Excerpted text:
4.12 Subject to the Adromeda’s acceptance, Partner may refer third parties that were not already registered as Adromeda Partners (each, a “Referred Partner”) by using a dedicated link or code provided by Adromeda for this purpose. You will be paid 5% of the income gained by the new Partner that was directed to us from your side, regardless of whether it was an individual or a company, for the first six months on that particular account or until it is closed, whichever comes earlier. Adromeda will solely define which income is entitled for the share. The income can be changed on the basis of such factors, including but not limited to: amounts that were not collected, charged back, canceled or set off by clients, funds of expected adjustments and correction of inconsistencies among tracking systems. Only those new Partners who were admitted to our agency and that were directed from your side will bring you income. In case your account remains inactive (without login action) for the period more than 90 days all fees created by income of Partners directed from your side will be lost. We may terminate our agreement with any Partner, at our own judgment and anytime and all your income created from Partners directed from your side will be terminated at the same moment. Such program of gained income from directed Partners may at any time, without any notice and responsibility (even concerning obligation to pay income shares that did not finalize their term) from our side be terminated, such termination has no influence on any other obligation contained in the Terms.
5.1 In case you are, or we consider that you are based in, or have other connection to any of the countries from OFAC, FATF Blacklist, FATF Greylist, Blacklist EU, UN Security Council sanctions regimes or EU Financial Sanctions consolidated List of persons, groups and entities, then your request will be automatically rejected. All Forbidden Territories you can find here:
EU Financial Sanctions consolidated List of persons, groups and entities https://sanctionsmap.eu/#/main
UN Security Council sanctions regimes https://www.un.org/securitycouncil/sanctions/information
5.2 Adromeda and Saltire Connect Limited retains all right, ownership, and interest in the promotional materials, and in any copyright, trademark, or other intellectual property in the promotional materials. Nothing in this Agreement shall be construed to grant Partner any rights, ownership or interest in the promotional materials, or in the underlying intellectual property. Company’s copyrighted and original materials shall be provided to the Partner for his/her use only and a single-user license. Partner shall not be authorized to share, copy, distribute, or otherwise disseminate any materials received from Company electronically or otherwise without the prior written consent of the Adromeda. All intellectual property, including Adromeda’s copyrighted course materials, shall remain the sole property of the Adromeda. No license to sell or distribute Adromeda’s materials is granted or implied.

Stated task 1: In the partner agreement excerpt, what percentage of a referred partner's income is paid to the partner who referred them?
Stated task 2: Using the partner agreement excerpt, explain why the income used to calculate a referral share can change.

Dataset section:

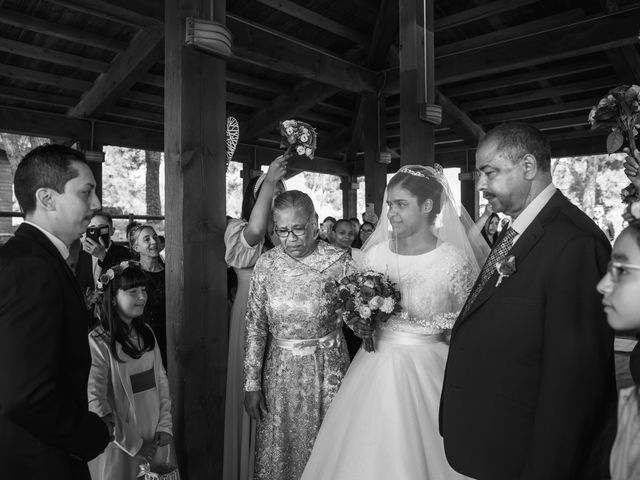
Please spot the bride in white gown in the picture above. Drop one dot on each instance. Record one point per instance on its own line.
(383, 423)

Written reply 1: 5%

Written reply 2: Adromeda alone defines which income qualifies for the share. That income can be adjusted for factors that include amounts not collected, charged back, canceled, or set off by clients, funds of expected adjustments, and corrections of inconsistencies among tracking systems.